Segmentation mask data

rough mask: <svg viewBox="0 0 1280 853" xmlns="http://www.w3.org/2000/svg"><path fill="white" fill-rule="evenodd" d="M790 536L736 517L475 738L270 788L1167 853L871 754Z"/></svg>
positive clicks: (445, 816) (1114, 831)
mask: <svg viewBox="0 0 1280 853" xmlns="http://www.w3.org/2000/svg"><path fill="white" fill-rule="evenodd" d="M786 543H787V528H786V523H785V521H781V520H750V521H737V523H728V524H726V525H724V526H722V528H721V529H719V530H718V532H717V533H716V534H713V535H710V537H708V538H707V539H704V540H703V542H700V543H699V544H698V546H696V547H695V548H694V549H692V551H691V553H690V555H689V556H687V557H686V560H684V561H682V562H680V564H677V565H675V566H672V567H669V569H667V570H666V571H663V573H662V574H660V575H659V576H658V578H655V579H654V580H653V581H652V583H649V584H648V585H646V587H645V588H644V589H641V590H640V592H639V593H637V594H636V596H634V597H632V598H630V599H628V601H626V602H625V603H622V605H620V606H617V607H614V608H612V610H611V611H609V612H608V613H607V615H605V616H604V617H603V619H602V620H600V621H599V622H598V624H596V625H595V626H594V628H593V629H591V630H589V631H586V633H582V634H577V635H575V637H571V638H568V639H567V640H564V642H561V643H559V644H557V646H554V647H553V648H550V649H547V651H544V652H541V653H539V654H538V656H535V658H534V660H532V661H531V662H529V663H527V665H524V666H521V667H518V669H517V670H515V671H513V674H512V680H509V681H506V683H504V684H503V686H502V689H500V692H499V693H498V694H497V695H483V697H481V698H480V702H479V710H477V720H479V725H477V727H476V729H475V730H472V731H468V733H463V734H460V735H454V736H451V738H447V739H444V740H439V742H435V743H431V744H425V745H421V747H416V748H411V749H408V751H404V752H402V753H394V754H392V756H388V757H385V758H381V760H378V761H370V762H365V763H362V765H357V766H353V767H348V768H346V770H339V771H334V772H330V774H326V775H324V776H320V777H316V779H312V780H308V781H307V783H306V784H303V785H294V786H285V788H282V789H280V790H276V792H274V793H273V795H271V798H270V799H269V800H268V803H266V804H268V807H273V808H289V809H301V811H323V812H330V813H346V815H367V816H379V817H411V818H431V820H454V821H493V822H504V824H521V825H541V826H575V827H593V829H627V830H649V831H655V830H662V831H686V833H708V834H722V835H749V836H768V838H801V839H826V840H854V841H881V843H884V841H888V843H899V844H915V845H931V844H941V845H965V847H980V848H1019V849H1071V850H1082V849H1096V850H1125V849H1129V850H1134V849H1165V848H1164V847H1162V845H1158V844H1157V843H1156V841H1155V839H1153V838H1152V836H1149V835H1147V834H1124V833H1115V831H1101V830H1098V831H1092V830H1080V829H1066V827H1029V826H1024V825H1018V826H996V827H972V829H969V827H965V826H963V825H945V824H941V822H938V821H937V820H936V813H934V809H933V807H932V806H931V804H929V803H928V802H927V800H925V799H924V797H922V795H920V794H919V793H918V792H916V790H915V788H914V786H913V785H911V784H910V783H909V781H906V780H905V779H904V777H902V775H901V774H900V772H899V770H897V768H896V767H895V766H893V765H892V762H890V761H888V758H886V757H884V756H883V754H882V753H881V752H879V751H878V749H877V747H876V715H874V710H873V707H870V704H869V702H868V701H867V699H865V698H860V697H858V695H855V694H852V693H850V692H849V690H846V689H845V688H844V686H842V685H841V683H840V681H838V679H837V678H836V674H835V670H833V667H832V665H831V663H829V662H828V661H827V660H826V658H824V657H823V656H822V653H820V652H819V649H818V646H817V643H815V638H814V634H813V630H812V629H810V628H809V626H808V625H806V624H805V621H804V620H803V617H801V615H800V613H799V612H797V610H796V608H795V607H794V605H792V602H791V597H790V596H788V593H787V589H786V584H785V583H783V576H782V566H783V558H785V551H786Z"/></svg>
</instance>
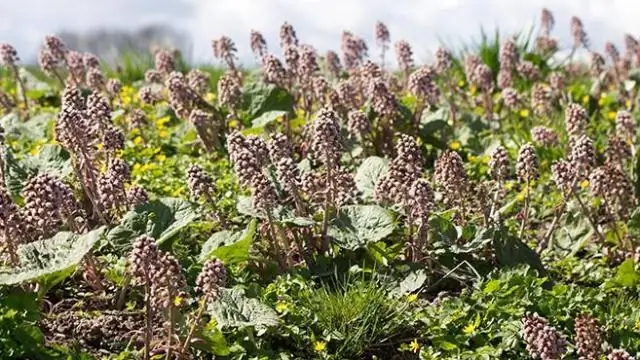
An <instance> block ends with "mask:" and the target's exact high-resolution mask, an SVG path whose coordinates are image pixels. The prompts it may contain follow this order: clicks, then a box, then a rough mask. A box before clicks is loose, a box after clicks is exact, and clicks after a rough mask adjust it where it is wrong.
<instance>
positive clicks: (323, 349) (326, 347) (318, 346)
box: [313, 341, 327, 352]
mask: <svg viewBox="0 0 640 360" xmlns="http://www.w3.org/2000/svg"><path fill="white" fill-rule="evenodd" d="M325 350H327V343H326V342H324V341H314V342H313V351H315V352H323V351H325Z"/></svg>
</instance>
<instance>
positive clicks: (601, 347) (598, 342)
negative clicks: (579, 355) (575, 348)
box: [575, 314, 604, 360]
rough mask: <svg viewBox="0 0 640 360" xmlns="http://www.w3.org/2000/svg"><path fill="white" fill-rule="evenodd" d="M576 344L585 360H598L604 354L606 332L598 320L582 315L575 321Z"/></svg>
mask: <svg viewBox="0 0 640 360" xmlns="http://www.w3.org/2000/svg"><path fill="white" fill-rule="evenodd" d="M575 332H576V334H575V344H576V348H577V350H578V354H579V355H580V356H581V357H582V358H583V359H585V360H598V359H600V356H601V355H602V354H603V350H602V345H603V343H604V330H603V328H602V326H600V323H599V322H598V319H596V318H594V317H592V316H589V315H586V314H582V315H579V316H578V317H577V318H576V319H575Z"/></svg>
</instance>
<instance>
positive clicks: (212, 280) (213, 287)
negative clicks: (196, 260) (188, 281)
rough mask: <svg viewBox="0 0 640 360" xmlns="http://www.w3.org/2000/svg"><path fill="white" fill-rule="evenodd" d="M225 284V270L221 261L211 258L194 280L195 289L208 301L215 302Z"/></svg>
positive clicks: (225, 284) (225, 283)
mask: <svg viewBox="0 0 640 360" xmlns="http://www.w3.org/2000/svg"><path fill="white" fill-rule="evenodd" d="M226 283H227V269H226V268H225V266H224V264H223V263H222V261H220V260H219V259H216V258H213V259H211V260H208V261H207V262H206V263H205V264H204V266H203V267H202V271H201V272H200V274H198V277H197V278H196V289H197V290H198V291H200V292H201V293H202V294H204V295H206V296H207V298H208V299H209V300H215V299H216V298H217V297H218V294H219V293H220V290H221V289H222V288H224V286H225V285H226Z"/></svg>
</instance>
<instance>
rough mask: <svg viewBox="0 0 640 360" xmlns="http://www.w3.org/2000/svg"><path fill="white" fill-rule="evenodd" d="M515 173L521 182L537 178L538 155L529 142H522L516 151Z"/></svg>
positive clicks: (537, 170) (523, 181)
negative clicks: (519, 179)
mask: <svg viewBox="0 0 640 360" xmlns="http://www.w3.org/2000/svg"><path fill="white" fill-rule="evenodd" d="M516 174H518V178H519V179H520V181H522V182H530V181H531V180H534V179H536V178H538V174H539V169H538V155H536V150H535V148H534V147H533V145H531V144H524V145H523V146H522V147H521V148H520V151H519V153H518V160H517V162H516Z"/></svg>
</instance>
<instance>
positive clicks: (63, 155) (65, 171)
mask: <svg viewBox="0 0 640 360" xmlns="http://www.w3.org/2000/svg"><path fill="white" fill-rule="evenodd" d="M22 165H23V166H24V167H25V168H26V169H27V170H28V171H31V172H32V173H34V174H42V173H47V174H51V175H55V176H58V177H60V178H64V177H66V176H67V175H69V174H71V172H72V171H73V167H72V165H71V158H70V156H69V152H67V150H65V149H64V148H63V147H61V146H60V145H57V144H45V145H43V146H42V148H41V149H40V152H39V153H37V154H36V155H35V156H31V157H28V158H26V159H24V161H23V162H22Z"/></svg>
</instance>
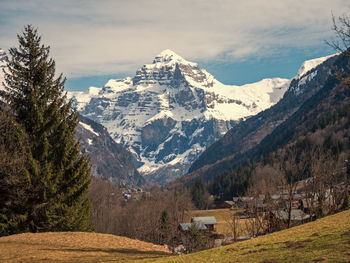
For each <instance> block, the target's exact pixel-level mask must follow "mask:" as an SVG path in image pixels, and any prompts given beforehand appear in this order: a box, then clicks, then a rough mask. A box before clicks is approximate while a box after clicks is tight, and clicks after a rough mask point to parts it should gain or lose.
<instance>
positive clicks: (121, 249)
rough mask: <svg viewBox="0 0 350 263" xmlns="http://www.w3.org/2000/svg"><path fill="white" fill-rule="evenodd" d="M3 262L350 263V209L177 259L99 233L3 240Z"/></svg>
mask: <svg viewBox="0 0 350 263" xmlns="http://www.w3.org/2000/svg"><path fill="white" fill-rule="evenodd" d="M0 262H174V263H176V262H181V263H182V262H261V263H263V262H265V263H268V262H269V263H274V262H350V210H348V211H345V212H342V213H338V214H336V215H332V216H329V217H326V218H323V219H320V220H317V221H315V222H312V223H309V224H305V225H302V226H299V227H294V228H291V229H288V230H285V231H281V232H276V233H273V234H270V235H266V236H261V237H258V238H255V239H252V240H248V241H244V242H239V243H236V244H233V245H230V246H224V247H220V248H216V249H211V250H207V251H202V252H198V253H194V254H189V255H184V256H173V255H170V252H169V251H168V250H166V249H165V248H164V247H162V246H157V245H153V244H150V243H146V242H142V241H138V240H133V239H129V238H124V237H118V236H113V235H105V234H96V233H76V232H71V233H68V232H64V233H40V234H20V235H13V236H9V237H2V238H0Z"/></svg>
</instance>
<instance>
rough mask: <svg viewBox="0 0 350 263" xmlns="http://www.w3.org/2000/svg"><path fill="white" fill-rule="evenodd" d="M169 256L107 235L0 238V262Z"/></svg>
mask: <svg viewBox="0 0 350 263" xmlns="http://www.w3.org/2000/svg"><path fill="white" fill-rule="evenodd" d="M169 254H171V252H170V251H169V250H168V249H166V248H165V247H163V246H158V245H154V244H151V243H147V242H142V241H139V240H133V239H130V238H126V237H119V236H114V235H108V234H97V233H81V232H58V233H53V232H50V233H36V234H32V233H26V234H19V235H13V236H8V237H1V238H0V262H107V261H113V262H119V261H122V262H134V261H137V260H142V259H151V258H152V259H154V258H158V257H163V256H166V255H169Z"/></svg>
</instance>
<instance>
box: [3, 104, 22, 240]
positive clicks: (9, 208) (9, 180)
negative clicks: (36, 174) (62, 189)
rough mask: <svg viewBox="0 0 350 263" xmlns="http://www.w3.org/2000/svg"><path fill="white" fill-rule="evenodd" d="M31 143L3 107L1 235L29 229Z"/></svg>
mask: <svg viewBox="0 0 350 263" xmlns="http://www.w3.org/2000/svg"><path fill="white" fill-rule="evenodd" d="M27 142H28V141H27V136H26V135H25V133H24V132H23V130H22V129H21V128H20V127H19V126H18V125H16V123H15V122H14V120H13V118H12V114H11V112H9V111H7V110H5V109H2V108H1V107H0V236H3V235H9V234H14V233H20V232H26V231H27V230H28V226H27V224H26V220H27V215H28V214H27V209H26V207H25V204H26V203H27V200H28V198H27V195H26V194H27V187H28V177H27V175H28V174H27V171H26V169H25V167H26V165H27V160H28V158H27V156H26V155H27V151H28V144H27Z"/></svg>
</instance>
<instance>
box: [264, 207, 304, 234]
mask: <svg viewBox="0 0 350 263" xmlns="http://www.w3.org/2000/svg"><path fill="white" fill-rule="evenodd" d="M288 219H289V214H288V211H287V210H275V211H272V212H270V218H269V221H270V222H269V225H270V226H269V228H270V229H271V230H280V229H283V228H285V227H286V226H287V225H288ZM290 219H291V226H297V225H300V224H303V223H306V222H308V221H309V220H310V215H308V214H305V213H304V212H303V211H302V210H300V209H292V210H291V215H290Z"/></svg>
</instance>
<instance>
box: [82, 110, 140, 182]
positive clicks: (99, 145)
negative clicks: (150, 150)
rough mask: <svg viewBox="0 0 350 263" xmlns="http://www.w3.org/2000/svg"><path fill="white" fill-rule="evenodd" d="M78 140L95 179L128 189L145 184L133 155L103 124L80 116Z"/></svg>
mask: <svg viewBox="0 0 350 263" xmlns="http://www.w3.org/2000/svg"><path fill="white" fill-rule="evenodd" d="M76 138H77V139H78V140H79V141H80V149H81V151H82V152H83V153H85V154H87V155H89V156H90V162H91V166H92V167H91V168H92V171H91V172H92V175H93V176H94V177H98V178H104V179H108V180H110V181H112V182H114V183H116V184H118V185H121V186H128V187H133V186H138V185H143V184H144V183H145V179H144V178H143V177H142V176H141V175H140V174H139V173H138V172H137V170H136V167H135V165H134V163H133V158H132V155H131V153H130V152H128V151H127V150H125V149H124V148H123V147H122V146H121V145H119V144H117V143H116V142H115V141H114V140H113V139H112V138H111V137H110V135H109V133H108V132H107V130H106V128H105V127H103V126H102V125H101V124H98V123H96V122H94V121H93V120H90V119H88V118H86V117H83V116H80V122H79V125H78V127H77V133H76Z"/></svg>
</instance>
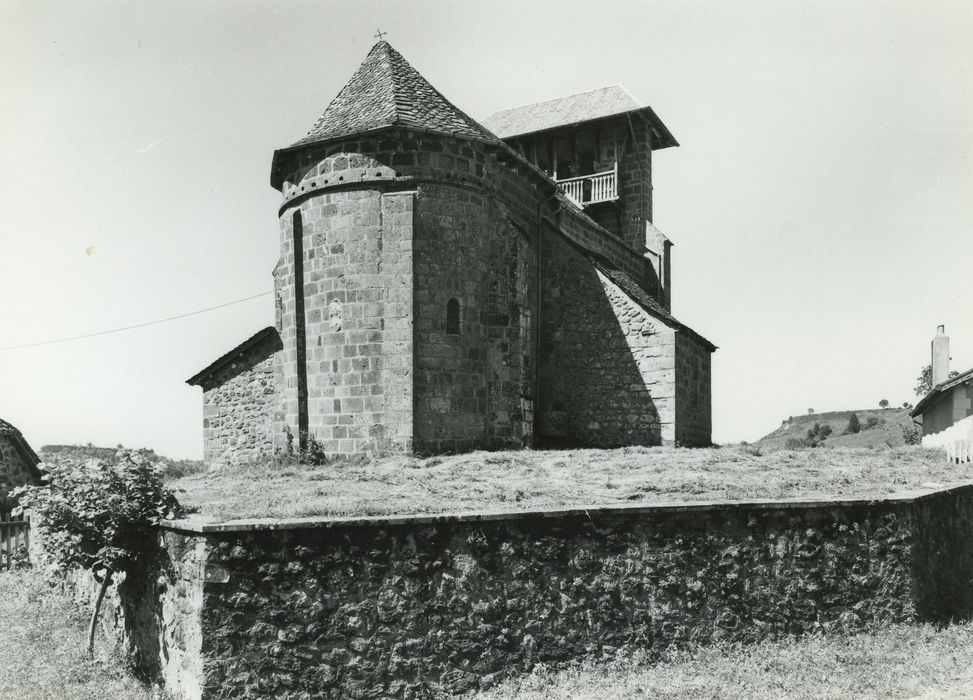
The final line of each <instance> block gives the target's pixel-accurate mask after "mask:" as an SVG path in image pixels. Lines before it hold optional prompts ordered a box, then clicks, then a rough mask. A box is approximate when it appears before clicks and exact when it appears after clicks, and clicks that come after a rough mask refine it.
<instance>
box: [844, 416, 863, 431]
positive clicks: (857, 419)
mask: <svg viewBox="0 0 973 700" xmlns="http://www.w3.org/2000/svg"><path fill="white" fill-rule="evenodd" d="M861 430H862V422H861V420H860V419H859V418H858V414H857V413H852V414H851V415H850V416H849V417H848V425H846V426H845V433H844V434H845V435H850V434H853V433H860V432H861Z"/></svg>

▶ ABOUT THIS EXERCISE
Search the records above for the word "each" and give the number of lines where it occurs, nothing else.

▶ ANSWER TO THIS EXERCISE
2